--- DATI DA ELABORARE ---

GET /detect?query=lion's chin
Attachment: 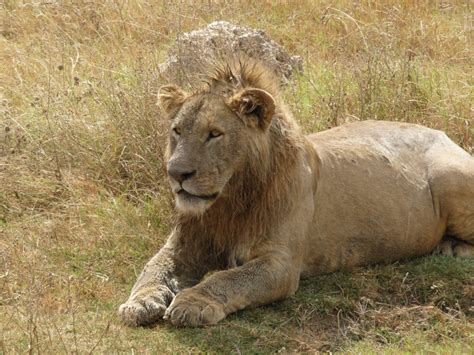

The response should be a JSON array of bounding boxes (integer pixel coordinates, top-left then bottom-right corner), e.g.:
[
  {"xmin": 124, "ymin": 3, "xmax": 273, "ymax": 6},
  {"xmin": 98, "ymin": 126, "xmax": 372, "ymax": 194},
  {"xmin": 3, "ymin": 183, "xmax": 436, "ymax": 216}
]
[{"xmin": 175, "ymin": 190, "xmax": 218, "ymax": 215}]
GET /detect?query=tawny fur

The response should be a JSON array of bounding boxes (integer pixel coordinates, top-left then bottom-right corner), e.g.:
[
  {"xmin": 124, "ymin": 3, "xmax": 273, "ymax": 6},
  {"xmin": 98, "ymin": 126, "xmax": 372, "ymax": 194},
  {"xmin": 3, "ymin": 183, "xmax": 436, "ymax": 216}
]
[{"xmin": 119, "ymin": 59, "xmax": 474, "ymax": 326}]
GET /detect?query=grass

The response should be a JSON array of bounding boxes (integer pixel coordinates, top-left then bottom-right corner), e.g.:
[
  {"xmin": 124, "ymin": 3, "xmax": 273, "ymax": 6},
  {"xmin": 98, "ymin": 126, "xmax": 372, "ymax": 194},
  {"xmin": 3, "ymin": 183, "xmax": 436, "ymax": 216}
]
[{"xmin": 0, "ymin": 0, "xmax": 474, "ymax": 353}]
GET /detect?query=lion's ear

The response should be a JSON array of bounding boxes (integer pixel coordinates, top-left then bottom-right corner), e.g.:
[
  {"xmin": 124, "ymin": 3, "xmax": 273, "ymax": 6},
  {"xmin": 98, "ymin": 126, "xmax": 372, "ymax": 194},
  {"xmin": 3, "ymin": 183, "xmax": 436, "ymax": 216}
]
[
  {"xmin": 229, "ymin": 88, "xmax": 275, "ymax": 130},
  {"xmin": 158, "ymin": 85, "xmax": 187, "ymax": 115}
]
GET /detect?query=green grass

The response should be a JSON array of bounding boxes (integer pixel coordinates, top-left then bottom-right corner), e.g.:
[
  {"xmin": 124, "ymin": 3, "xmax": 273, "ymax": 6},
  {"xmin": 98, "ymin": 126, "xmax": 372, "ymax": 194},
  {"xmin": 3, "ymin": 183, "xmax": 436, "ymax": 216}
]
[{"xmin": 0, "ymin": 0, "xmax": 474, "ymax": 354}]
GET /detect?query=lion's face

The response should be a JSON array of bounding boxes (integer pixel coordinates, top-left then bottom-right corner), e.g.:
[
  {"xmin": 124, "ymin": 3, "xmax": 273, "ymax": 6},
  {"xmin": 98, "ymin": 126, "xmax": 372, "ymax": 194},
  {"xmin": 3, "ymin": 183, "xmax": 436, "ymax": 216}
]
[{"xmin": 160, "ymin": 86, "xmax": 273, "ymax": 215}]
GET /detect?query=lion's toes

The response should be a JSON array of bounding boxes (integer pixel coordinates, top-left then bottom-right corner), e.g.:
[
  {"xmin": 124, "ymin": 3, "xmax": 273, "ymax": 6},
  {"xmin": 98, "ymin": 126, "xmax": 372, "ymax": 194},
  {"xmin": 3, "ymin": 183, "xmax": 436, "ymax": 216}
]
[
  {"xmin": 437, "ymin": 237, "xmax": 474, "ymax": 258},
  {"xmin": 164, "ymin": 291, "xmax": 225, "ymax": 327},
  {"xmin": 453, "ymin": 241, "xmax": 474, "ymax": 258},
  {"xmin": 118, "ymin": 295, "xmax": 166, "ymax": 327}
]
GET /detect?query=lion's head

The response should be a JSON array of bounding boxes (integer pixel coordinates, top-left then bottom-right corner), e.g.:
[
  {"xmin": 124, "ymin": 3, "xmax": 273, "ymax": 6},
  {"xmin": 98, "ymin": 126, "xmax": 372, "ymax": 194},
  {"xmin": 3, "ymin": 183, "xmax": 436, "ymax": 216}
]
[{"xmin": 158, "ymin": 61, "xmax": 275, "ymax": 215}]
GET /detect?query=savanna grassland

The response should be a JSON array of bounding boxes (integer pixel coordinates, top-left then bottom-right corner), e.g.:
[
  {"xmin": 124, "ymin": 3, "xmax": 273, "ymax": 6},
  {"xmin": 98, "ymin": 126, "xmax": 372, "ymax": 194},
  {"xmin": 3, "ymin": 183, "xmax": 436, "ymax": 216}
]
[{"xmin": 0, "ymin": 0, "xmax": 474, "ymax": 354}]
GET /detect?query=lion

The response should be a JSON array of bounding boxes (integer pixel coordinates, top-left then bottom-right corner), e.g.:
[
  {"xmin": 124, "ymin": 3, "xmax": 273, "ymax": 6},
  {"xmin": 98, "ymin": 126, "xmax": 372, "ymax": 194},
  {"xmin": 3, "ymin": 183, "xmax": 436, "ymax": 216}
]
[{"xmin": 119, "ymin": 59, "xmax": 474, "ymax": 327}]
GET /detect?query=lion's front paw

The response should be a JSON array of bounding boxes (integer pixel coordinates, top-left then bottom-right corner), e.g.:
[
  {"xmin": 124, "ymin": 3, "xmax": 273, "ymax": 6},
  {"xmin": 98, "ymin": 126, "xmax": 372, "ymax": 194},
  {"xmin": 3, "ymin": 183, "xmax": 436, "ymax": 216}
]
[
  {"xmin": 164, "ymin": 289, "xmax": 226, "ymax": 327},
  {"xmin": 118, "ymin": 290, "xmax": 173, "ymax": 327}
]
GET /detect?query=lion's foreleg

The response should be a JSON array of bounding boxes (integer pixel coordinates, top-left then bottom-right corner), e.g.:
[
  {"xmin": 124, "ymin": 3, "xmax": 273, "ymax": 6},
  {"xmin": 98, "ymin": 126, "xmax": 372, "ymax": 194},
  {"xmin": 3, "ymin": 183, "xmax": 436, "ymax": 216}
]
[
  {"xmin": 119, "ymin": 242, "xmax": 201, "ymax": 326},
  {"xmin": 164, "ymin": 255, "xmax": 299, "ymax": 326}
]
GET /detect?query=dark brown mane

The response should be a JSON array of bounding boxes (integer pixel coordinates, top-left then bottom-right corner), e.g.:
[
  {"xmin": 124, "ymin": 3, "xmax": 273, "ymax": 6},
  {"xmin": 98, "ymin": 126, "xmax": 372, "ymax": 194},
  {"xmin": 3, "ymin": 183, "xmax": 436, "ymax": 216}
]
[{"xmin": 177, "ymin": 59, "xmax": 305, "ymax": 266}]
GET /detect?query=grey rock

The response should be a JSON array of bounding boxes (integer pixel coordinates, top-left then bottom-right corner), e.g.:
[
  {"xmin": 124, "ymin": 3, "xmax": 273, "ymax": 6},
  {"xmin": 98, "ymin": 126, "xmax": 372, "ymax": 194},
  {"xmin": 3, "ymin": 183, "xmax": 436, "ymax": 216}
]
[{"xmin": 159, "ymin": 21, "xmax": 303, "ymax": 85}]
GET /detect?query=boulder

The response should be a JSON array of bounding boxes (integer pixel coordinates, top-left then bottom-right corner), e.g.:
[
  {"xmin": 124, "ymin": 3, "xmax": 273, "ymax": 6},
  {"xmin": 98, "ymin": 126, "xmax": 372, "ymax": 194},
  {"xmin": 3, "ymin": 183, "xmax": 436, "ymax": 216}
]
[{"xmin": 160, "ymin": 21, "xmax": 303, "ymax": 85}]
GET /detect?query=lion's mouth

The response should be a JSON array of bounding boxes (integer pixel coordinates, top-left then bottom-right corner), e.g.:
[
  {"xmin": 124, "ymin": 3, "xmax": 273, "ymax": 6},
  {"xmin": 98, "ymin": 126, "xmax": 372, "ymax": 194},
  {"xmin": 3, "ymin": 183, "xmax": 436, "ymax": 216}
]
[{"xmin": 177, "ymin": 189, "xmax": 219, "ymax": 201}]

---

**DA SVOLGERE**
Mostra tutte le righe dei dati che contengono la parola "lion".

**SOLUZIONE ESERCIZIO**
GET /detect?query=lion's chin
GET /detect?query=lion's ear
GET /detect?query=lion's face
GET /detect?query=lion's toes
GET /detect?query=lion's head
GET /detect?query=lion
GET /detect?query=lion's front paw
GET /detect?query=lion's foreleg
GET /detect?query=lion's mouth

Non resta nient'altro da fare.